## Prompt:
Please give the records below again in full, exactly, with the images left out.

[Data items]
⁂

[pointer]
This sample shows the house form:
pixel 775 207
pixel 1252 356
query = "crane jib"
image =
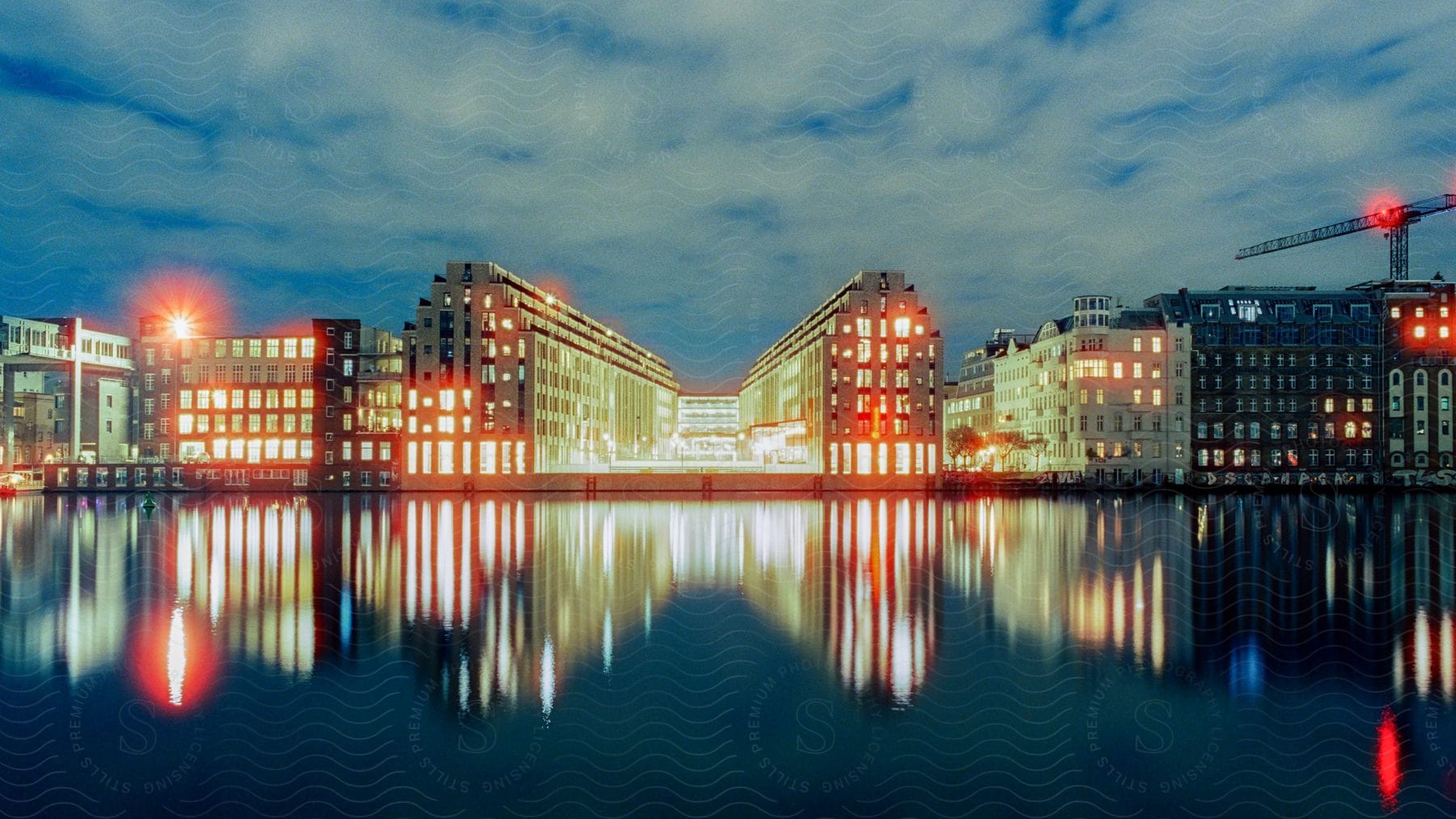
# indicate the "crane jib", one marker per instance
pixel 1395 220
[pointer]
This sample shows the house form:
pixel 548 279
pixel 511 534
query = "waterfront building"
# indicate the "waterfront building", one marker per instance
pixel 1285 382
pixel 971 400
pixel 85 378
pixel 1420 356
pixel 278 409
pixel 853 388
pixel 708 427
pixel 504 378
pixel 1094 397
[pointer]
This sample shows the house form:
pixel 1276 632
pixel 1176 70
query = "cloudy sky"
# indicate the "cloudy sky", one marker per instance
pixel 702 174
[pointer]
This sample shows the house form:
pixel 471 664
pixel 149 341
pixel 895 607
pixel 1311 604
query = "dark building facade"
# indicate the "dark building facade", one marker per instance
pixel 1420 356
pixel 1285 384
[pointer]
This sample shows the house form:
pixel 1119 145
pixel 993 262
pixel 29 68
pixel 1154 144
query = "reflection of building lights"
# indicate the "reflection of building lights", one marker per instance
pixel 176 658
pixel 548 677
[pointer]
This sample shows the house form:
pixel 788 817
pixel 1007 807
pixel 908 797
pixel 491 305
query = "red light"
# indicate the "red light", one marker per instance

⁂

## Expected answer:
[pointer]
This sample shows the house form:
pixel 775 207
pixel 1252 356
query = "crane jib"
image =
# indicate the "crane jib", one marker per instance
pixel 1395 220
[pointer]
This sample shows the house form:
pixel 548 279
pixel 511 534
query = "waterfront building"
# indicate the "waterfront building", one marker per instance
pixel 1285 382
pixel 971 400
pixel 85 378
pixel 1420 356
pixel 278 409
pixel 853 388
pixel 708 427
pixel 504 378
pixel 1094 397
[pointer]
This sample shows the house form:
pixel 1276 632
pixel 1176 70
query = "cloudy sky"
# indicate the "cloudy sky", one marker per instance
pixel 702 174
[pointer]
This sample shows the house form:
pixel 471 664
pixel 149 341
pixel 895 607
pixel 1311 604
query = "dark building facade"
# indicate the "dark building facade", one marker per instance
pixel 1420 356
pixel 1285 384
[pointer]
This sample shows the house form:
pixel 1119 145
pixel 993 262
pixel 29 68
pixel 1154 144
query = "reflection of building lights"
# indicate the "reflection of building lights", one marker per instance
pixel 176 658
pixel 548 677
[pointer]
This sample shows the house form:
pixel 788 817
pixel 1007 807
pixel 908 797
pixel 491 305
query = "red light"
# indicate the "red light", one marker per instance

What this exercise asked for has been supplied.